CHALLENGE. Reproduce every one of the entries below word for word, with all their lines of numbers, and leave the pictures out.

>> BEGIN ENTRIES

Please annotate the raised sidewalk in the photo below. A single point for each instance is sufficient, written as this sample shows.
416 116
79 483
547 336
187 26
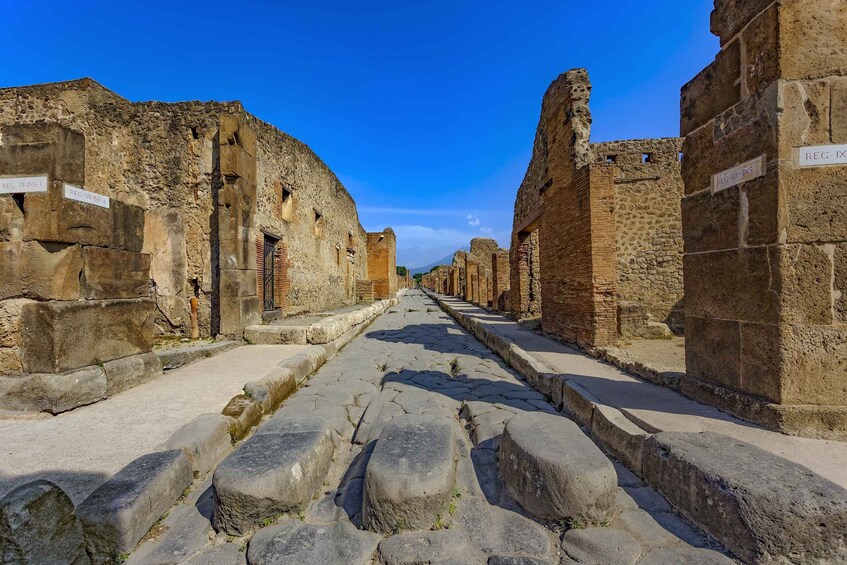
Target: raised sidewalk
745 485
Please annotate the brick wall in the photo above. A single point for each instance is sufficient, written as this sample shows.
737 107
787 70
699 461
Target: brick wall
766 260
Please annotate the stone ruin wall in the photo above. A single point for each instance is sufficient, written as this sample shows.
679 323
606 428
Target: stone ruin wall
607 224
163 158
482 250
381 248
766 260
648 232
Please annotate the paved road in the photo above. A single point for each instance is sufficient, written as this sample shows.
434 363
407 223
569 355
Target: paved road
81 449
414 359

>> END ENTRIES

OUTPUT FOR THIS EXERCISE.
Please annotate the raised sidewalk in the photo below. A single point for each instance is sufficient, written as this sample shows.
416 116
79 483
547 336
187 26
Target: raised sidewalk
745 485
Please annotate the brick wall in the photo above. A single point for each instance is sufficient, written as this sample shows.
737 107
787 70
699 461
Target: brick wall
766 260
Please annotate the stone ruin wall in the photo above. A single point for each instance is sufficient, written as this sample shows.
679 323
606 428
Target: stone ruin wall
607 224
163 158
482 250
381 248
766 260
648 232
Please annotate the paved road in the photo above. A single point for each instance is sufficient, written as this sample shows.
434 363
407 223
569 355
Target: paved road
81 449
414 359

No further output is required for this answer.